> [Article]
_ _ _ _ _

La bonne idée fut d’écouler le flot de journalistes par bateau sur la Garonne. Car la présence de François Hollande, venu lui aussi ce 31 mai voir la Cité du vin, avait paralysé tout le centre de Bordeaux. Le Marco-Polo embarqua donc la centaine de reporters locaux et internationaux, tandis que la presse parisienne, accrochée aux basques du président, piétinait par la faute de barrages policiers, d’opposants au projet de la loi travail et de militants antipesticides. Ainsi va la France ces jours-ci.

_ _ _ _ _

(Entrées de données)
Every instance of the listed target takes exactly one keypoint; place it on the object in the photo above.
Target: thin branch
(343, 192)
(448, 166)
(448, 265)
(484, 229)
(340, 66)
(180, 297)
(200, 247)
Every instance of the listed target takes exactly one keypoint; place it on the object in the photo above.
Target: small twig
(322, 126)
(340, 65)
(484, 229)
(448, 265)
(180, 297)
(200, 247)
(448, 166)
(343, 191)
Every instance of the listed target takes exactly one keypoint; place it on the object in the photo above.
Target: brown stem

_ _ _ _ _

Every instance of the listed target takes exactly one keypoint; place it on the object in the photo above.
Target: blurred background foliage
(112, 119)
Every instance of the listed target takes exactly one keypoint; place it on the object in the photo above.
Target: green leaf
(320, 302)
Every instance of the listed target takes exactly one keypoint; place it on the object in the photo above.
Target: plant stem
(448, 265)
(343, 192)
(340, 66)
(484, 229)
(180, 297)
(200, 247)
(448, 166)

_ _ _ _ _

> [Consigne] D'après l'article, quel est le nom du bateau qui a embarqué la centaine de reporters locaux et internationaux sur la Garonne ?

> [Réponse] Le Marco-Polo.